Below are entries. Pull out all lines containing "hanging".

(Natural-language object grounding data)
┄┄┄┄┄┄┄┄┄┄
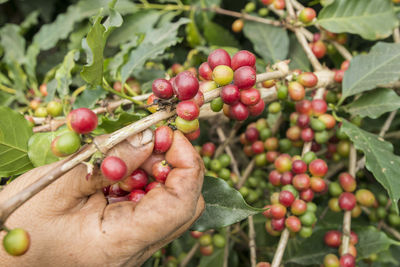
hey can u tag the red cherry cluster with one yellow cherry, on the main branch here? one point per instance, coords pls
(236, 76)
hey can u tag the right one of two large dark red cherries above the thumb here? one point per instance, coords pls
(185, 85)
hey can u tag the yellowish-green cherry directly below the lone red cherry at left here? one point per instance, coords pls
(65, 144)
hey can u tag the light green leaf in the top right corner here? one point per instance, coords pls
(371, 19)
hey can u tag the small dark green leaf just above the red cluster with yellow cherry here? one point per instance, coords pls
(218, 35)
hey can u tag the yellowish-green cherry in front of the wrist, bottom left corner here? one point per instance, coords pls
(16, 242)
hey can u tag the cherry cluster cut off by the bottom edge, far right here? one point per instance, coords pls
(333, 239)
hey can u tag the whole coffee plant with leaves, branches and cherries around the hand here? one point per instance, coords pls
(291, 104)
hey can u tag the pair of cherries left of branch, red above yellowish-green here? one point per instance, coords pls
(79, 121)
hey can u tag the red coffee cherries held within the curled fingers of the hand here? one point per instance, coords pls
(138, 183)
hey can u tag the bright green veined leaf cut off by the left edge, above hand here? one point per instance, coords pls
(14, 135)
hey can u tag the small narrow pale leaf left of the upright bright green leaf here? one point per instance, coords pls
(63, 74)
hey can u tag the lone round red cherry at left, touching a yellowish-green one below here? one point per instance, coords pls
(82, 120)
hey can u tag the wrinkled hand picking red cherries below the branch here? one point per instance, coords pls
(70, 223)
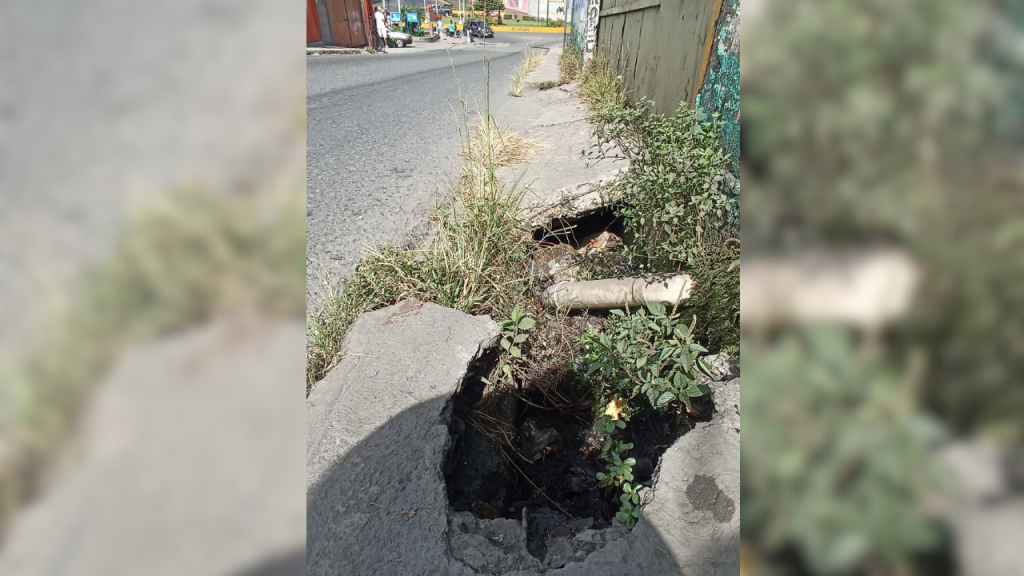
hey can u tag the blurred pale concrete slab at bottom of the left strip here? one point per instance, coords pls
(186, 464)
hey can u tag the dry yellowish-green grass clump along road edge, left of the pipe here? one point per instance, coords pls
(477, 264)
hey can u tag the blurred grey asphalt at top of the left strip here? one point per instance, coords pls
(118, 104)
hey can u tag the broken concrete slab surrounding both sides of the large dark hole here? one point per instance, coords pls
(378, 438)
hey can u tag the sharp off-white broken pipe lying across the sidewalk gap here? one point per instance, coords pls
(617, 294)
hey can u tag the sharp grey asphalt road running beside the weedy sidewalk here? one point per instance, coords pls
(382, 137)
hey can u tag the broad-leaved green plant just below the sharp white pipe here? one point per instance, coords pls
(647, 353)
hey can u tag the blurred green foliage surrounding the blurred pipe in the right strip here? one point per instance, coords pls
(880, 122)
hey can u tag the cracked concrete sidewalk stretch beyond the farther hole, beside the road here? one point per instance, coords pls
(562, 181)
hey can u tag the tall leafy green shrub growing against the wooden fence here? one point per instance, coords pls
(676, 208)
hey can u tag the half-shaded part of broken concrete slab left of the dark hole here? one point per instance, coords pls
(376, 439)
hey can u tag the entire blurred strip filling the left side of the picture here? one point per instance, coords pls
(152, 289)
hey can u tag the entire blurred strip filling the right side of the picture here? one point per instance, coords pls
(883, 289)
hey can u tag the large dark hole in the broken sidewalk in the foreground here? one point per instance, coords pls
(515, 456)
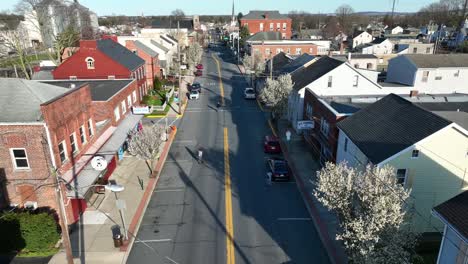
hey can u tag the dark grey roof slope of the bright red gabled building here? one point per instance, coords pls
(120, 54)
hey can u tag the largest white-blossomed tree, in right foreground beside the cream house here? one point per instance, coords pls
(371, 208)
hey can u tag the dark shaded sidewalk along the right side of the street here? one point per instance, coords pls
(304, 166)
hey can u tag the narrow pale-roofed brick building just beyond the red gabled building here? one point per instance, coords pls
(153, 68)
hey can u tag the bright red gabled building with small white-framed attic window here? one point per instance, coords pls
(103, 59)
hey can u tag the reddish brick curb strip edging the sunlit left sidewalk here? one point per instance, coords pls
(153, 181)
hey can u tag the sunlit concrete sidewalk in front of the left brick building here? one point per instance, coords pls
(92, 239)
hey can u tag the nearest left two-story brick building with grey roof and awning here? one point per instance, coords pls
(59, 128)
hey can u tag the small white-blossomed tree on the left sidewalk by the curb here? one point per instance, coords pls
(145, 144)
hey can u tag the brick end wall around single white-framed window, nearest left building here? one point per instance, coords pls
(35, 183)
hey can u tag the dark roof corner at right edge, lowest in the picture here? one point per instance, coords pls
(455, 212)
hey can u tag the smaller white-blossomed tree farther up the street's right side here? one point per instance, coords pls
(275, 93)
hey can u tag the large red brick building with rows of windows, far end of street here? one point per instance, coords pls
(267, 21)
┄┄┄┄┄┄┄┄┄┄
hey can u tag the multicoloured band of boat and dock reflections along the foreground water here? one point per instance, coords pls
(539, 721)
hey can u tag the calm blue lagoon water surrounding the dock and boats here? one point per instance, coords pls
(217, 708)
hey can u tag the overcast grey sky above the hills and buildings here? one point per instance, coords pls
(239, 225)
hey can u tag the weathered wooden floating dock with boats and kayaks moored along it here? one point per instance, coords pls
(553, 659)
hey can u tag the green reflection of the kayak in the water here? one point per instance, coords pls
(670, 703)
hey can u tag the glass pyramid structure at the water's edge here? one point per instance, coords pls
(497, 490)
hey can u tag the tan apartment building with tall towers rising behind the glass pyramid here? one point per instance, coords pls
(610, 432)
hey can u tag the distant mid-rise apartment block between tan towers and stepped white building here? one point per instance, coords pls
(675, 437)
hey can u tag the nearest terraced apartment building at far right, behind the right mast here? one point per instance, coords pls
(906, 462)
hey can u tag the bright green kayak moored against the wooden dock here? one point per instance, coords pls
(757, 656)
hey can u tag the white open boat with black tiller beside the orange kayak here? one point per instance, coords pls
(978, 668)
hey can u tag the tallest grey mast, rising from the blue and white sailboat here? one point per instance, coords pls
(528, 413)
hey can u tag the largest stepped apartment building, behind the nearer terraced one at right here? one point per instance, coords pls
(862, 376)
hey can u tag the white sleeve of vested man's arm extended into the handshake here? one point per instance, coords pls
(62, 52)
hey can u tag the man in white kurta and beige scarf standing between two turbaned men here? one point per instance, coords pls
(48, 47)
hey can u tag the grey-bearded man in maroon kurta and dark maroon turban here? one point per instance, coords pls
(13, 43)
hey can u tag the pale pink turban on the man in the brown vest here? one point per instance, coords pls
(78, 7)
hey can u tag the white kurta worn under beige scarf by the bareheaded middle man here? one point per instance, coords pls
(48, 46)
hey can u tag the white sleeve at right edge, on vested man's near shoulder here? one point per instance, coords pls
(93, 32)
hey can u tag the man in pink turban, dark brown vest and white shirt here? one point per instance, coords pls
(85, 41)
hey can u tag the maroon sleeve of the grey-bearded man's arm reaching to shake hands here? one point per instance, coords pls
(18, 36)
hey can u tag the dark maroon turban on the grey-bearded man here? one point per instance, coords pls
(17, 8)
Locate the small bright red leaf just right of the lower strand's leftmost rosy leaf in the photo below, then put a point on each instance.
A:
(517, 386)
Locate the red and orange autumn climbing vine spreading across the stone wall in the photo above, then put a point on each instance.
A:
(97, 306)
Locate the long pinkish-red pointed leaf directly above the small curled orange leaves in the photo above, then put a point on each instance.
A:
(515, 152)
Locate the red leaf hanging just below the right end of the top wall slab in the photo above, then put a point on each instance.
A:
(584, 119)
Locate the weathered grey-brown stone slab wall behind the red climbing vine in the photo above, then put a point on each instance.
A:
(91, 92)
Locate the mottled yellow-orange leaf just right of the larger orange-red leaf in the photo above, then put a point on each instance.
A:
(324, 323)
┄┄┄┄┄┄┄┄┄┄
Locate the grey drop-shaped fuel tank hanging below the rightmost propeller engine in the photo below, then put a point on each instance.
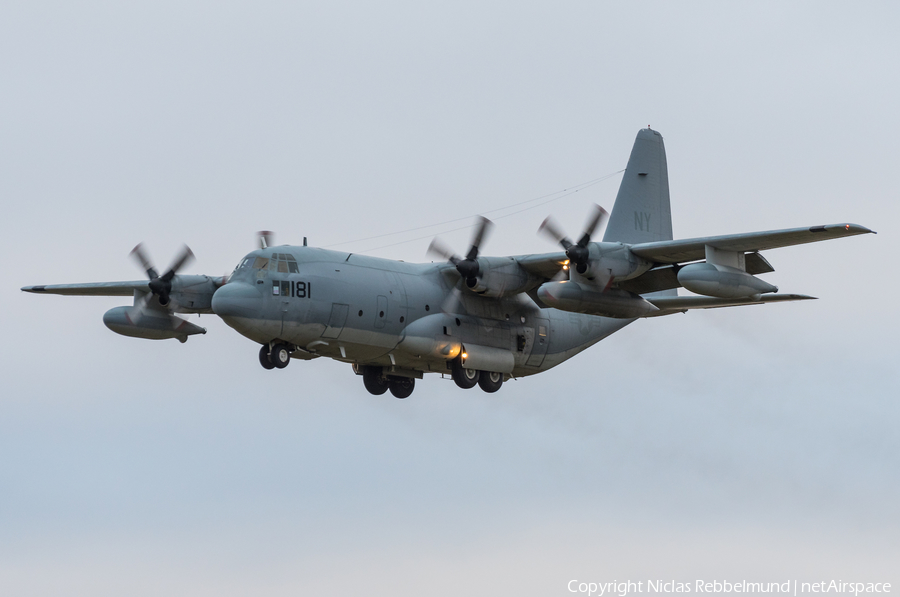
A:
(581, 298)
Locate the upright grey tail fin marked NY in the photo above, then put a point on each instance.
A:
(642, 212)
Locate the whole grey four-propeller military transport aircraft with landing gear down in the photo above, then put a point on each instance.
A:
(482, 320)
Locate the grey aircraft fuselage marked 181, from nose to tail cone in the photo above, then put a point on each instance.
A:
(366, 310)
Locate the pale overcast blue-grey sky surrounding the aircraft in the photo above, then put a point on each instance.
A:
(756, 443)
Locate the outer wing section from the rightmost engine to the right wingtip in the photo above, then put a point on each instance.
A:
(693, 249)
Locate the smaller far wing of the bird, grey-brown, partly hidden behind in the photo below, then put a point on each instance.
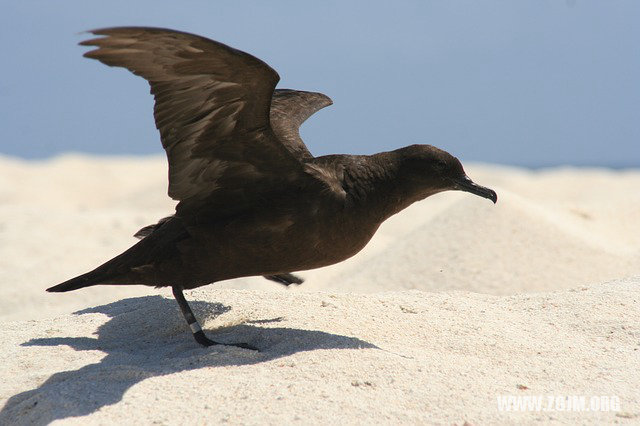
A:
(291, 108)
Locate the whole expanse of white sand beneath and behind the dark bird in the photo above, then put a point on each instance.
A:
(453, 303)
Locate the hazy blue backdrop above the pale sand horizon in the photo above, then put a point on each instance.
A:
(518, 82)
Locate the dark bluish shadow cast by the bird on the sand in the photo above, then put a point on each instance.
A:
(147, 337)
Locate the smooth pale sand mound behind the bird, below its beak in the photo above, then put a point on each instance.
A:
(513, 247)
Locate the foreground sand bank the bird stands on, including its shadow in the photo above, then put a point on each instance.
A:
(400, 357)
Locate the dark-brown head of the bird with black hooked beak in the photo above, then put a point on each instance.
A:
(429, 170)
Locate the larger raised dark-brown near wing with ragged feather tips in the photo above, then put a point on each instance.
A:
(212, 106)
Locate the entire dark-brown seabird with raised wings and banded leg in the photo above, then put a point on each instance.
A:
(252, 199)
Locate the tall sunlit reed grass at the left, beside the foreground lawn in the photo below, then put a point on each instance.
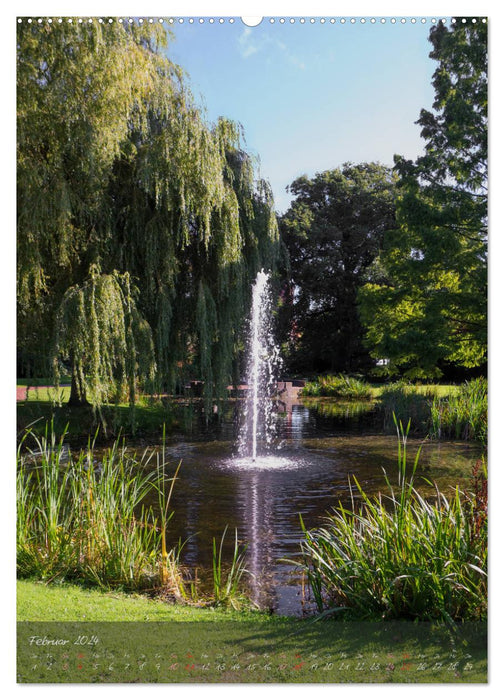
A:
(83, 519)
┄┄┄┄┄┄┄┄┄┄
## Result of the task:
Locate the red leaf hanging just below the right end of the top wall slab in the photo above, then put a point on each instance.
Locate the grey drop-shaped fuel tank hanging below the rightmost propeller engine in the photo below, then put a point on each instance.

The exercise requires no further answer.